CONSIGNE
Rédigez la suite de l'extrait de décision du Conseil d'État sur la demande de la commune de Courbevoie, en reprenant juste après sa dernière phrase.

EXTRAIT FOURNI
☆ ☆ ☆ ☆ ☆
Lecture du mercredi 19 octobre 2016
REPUBLIQUE FRANCAISE

AU NOM DU PEUPLE FRANCAIS




Vu la procédure suivante :

1° Sous le n° 400574, par un mémoire et un mémoire en réplique, enregistrés le 20 juillet et le 12 septembre 2016 au secrétariat du contentieux du Conseil d'État, la commune de Courbevoie demande au Conseil d'État, en application de l'article 23-5 de l'ordonnance n° 58-1067 du 7 novembre 1958 et à l'appui de sa requête tendant à l'annulation du décret n° 2016-423 du 8 avril 2016 relatif aux dotations de l'Etat, aux collectivités territoriales et à la péréquation des ressources fiscales, de renvoyer au Conseil constitutionnel la question de la conformité aux droits et libertés garantis par la Constitution de l'article L. 5219-8 du code général des collectivités territoriales.
☆ ☆ ☆ ☆ ☆
BLOC DE DONNÉES
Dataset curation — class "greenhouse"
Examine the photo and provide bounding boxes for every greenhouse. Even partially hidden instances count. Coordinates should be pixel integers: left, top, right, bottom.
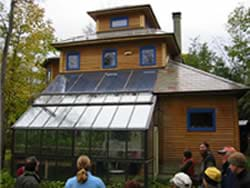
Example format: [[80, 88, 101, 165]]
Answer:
☆ ☆ ☆ ☆ ☆
RÉSULTAT ATTENDU
2° Sous le n° 401676, par un mémoire, un mémoire en réplique et un nouveau mémoire, enregistrés le 21 juillet 2016 et le 28 septembre 2016 au secrétariat du contentieux du Conseil d'État, la commune de Courbevoie demande au Conseil d'État, en application de l'article 23-5 de l'ordonnance n° 58-1067 du 7 novembre 1958 et à l'appui de sa requête tendant à l'annulation de la note du ministre de l'intérieur du 27 mai 2016 relative à la répartition du fonds national de péréquation des ressources intercommunales et communales (FPIC) pour l'exercice 2016 à destination de la métropole et des départements d'outre-mer, à l'exception de Mayotte, de renvoyer au Conseil constitutionnel la question de la conformité aux droits et libertés garantis par la Constitution de l'article L. 5219-8 du code général des collectivités territoriales.

....................................................................................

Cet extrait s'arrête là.